──────── DATASET CONTENT

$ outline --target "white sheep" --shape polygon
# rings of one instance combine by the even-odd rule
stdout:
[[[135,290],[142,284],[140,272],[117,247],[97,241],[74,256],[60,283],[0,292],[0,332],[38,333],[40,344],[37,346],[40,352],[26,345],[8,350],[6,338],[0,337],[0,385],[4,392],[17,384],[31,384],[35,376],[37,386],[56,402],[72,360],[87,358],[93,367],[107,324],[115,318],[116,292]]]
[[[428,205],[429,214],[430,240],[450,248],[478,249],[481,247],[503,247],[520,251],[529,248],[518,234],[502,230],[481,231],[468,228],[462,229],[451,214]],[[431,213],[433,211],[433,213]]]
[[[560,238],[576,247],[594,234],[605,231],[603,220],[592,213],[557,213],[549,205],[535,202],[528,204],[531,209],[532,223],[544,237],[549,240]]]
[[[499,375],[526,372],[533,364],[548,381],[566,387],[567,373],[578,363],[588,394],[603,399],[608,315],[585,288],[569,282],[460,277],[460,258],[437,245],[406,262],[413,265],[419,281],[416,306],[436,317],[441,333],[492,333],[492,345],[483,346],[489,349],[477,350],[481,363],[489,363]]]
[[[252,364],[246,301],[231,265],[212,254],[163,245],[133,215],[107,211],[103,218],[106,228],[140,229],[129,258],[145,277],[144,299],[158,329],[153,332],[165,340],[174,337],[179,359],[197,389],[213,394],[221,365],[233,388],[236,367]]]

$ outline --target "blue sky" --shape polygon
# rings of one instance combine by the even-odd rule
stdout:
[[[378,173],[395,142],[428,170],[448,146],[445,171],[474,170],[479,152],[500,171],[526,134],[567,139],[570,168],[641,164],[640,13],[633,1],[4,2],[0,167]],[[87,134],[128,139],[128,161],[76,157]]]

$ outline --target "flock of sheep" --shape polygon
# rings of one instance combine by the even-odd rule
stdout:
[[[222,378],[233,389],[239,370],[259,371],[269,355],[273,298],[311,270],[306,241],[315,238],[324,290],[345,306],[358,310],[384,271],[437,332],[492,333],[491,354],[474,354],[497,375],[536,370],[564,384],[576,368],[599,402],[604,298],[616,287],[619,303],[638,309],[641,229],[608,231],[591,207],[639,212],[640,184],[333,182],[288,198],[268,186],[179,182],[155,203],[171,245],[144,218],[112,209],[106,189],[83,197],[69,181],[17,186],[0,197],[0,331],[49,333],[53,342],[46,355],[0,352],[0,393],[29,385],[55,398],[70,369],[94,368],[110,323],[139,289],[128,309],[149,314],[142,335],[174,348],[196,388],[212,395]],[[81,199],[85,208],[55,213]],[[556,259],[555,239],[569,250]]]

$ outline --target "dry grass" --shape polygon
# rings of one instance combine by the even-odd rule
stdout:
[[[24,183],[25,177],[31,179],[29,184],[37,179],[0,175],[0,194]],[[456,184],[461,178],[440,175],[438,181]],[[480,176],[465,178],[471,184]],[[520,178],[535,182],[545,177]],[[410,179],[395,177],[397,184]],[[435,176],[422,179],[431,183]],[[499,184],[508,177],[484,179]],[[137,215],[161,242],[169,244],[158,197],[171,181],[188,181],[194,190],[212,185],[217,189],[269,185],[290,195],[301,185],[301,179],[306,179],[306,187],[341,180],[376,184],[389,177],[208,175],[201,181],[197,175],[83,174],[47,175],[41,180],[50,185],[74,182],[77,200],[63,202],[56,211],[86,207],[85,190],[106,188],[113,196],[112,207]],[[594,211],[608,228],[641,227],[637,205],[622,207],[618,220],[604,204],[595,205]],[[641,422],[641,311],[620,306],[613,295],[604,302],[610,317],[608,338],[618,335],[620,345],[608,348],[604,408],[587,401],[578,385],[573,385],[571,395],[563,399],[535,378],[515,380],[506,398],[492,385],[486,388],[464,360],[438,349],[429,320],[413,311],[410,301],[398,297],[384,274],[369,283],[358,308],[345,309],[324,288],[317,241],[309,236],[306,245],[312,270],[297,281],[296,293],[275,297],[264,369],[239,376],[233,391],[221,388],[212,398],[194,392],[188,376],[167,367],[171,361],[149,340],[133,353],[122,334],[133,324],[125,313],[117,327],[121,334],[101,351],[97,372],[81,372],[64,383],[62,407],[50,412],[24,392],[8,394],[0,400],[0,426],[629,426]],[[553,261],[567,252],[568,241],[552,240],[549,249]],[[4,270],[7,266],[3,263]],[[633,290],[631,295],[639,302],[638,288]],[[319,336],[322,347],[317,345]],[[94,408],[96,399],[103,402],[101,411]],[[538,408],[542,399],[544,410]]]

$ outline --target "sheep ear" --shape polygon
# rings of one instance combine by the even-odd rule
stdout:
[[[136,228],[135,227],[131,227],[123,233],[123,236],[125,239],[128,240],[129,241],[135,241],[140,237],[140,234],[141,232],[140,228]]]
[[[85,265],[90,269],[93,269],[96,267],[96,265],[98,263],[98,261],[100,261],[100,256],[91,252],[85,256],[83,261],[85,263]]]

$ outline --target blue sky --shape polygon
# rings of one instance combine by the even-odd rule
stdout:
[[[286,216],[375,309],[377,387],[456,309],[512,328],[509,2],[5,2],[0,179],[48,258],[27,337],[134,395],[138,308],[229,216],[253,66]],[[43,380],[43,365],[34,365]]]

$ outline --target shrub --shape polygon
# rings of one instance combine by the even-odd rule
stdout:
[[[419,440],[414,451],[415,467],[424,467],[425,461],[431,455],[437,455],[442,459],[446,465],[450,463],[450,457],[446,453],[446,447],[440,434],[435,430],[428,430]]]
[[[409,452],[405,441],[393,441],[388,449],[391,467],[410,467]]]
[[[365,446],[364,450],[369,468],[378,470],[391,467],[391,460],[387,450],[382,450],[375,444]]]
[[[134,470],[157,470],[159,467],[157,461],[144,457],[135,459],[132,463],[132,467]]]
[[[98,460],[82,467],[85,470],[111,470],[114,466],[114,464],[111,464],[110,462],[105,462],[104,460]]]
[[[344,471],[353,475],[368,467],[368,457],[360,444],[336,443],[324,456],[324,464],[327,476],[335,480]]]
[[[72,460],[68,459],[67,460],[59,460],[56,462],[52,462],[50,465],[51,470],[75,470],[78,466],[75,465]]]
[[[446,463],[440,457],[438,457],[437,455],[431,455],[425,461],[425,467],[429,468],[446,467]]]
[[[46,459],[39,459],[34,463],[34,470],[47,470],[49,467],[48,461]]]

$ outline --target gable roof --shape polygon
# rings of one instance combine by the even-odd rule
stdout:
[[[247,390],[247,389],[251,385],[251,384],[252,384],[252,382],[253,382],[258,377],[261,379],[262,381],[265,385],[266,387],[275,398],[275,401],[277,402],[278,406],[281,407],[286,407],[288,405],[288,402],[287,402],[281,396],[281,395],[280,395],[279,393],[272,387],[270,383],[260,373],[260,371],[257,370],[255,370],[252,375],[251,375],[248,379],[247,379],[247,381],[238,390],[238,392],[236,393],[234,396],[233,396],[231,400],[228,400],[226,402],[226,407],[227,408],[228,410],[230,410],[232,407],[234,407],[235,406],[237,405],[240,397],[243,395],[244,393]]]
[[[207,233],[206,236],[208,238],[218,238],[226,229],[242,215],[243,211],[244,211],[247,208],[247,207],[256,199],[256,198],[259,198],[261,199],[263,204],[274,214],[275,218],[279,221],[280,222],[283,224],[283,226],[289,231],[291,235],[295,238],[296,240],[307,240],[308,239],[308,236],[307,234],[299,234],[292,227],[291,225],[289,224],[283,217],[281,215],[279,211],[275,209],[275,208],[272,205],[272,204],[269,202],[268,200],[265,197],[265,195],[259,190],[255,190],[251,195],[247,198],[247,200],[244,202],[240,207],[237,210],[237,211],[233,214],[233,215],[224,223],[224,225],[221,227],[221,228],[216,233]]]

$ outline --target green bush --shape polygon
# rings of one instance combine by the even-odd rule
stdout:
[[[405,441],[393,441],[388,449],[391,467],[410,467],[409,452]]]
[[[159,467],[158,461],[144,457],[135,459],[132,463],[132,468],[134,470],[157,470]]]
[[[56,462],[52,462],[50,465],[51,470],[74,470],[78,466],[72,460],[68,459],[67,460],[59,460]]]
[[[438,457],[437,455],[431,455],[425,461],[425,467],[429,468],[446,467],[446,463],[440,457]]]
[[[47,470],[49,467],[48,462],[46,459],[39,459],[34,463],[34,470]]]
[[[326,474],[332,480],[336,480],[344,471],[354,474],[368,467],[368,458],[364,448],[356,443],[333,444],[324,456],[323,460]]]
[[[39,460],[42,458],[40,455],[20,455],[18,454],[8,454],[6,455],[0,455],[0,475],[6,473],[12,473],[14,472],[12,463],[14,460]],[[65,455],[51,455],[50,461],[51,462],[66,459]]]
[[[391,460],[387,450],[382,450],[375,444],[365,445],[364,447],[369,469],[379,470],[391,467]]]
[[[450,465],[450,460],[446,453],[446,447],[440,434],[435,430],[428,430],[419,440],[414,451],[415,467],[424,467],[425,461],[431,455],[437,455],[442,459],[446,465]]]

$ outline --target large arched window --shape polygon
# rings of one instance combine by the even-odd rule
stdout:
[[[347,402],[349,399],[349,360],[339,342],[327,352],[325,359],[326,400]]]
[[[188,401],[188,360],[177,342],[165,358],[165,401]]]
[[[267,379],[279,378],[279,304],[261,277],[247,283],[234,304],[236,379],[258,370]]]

────────────────

*TASK REQUIREMENTS*.
Copy the data, without changes, from the line containing "shrub --shape polygon" up to and including the line containing "[[[409,452],[405,441],[393,441],[388,449],[391,467],[410,467]]]".

*COMPLETED EXERCISE*.
$ outline --target shrub --shape polygon
# rings of one instance combine by the even-odd rule
stdout:
[[[419,440],[414,451],[415,467],[424,467],[425,461],[431,455],[437,455],[442,459],[446,465],[450,463],[450,457],[446,453],[446,447],[440,434],[435,430],[428,430]]]
[[[409,452],[405,441],[393,441],[388,449],[391,467],[410,467]]]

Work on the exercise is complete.